• _What the task asks_
The full set of entries below must be returned exactly as shown.

[Saved data entries]

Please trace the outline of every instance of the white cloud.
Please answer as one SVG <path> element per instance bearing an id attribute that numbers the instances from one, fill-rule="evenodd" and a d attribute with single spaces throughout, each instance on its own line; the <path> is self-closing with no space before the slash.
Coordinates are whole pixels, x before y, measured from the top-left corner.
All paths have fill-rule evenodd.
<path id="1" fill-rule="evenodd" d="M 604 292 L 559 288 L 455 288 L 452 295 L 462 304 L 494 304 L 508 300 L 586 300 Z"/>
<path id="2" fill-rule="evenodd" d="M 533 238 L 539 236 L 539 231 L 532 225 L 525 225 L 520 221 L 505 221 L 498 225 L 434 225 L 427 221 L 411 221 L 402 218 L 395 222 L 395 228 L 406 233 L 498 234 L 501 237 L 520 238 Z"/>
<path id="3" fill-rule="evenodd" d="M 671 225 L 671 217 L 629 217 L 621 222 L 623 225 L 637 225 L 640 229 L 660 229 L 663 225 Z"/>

• _Written answer_
Please trace the outline of every instance of the white cloud.
Please answer as one SVG <path> element per instance bearing an id attribute that numbers the instances from one, fill-rule="evenodd" and a d attribute with single spaces throughout, each instance on its own line; the <path> is self-closing with no space before the slash.
Coordinates are whole pixels, x before y, measured from the top-left corner.
All paths have fill-rule evenodd.
<path id="1" fill-rule="evenodd" d="M 604 292 L 559 288 L 455 288 L 452 295 L 462 304 L 494 304 L 508 300 L 586 300 Z"/>
<path id="2" fill-rule="evenodd" d="M 533 238 L 539 236 L 539 231 L 532 225 L 525 225 L 520 221 L 505 221 L 498 225 L 434 225 L 427 221 L 411 221 L 402 218 L 395 222 L 395 228 L 406 233 L 498 234 L 501 237 L 520 238 Z"/>
<path id="3" fill-rule="evenodd" d="M 671 225 L 671 217 L 629 217 L 621 222 L 623 225 L 637 225 L 640 229 L 660 229 L 663 225 Z"/>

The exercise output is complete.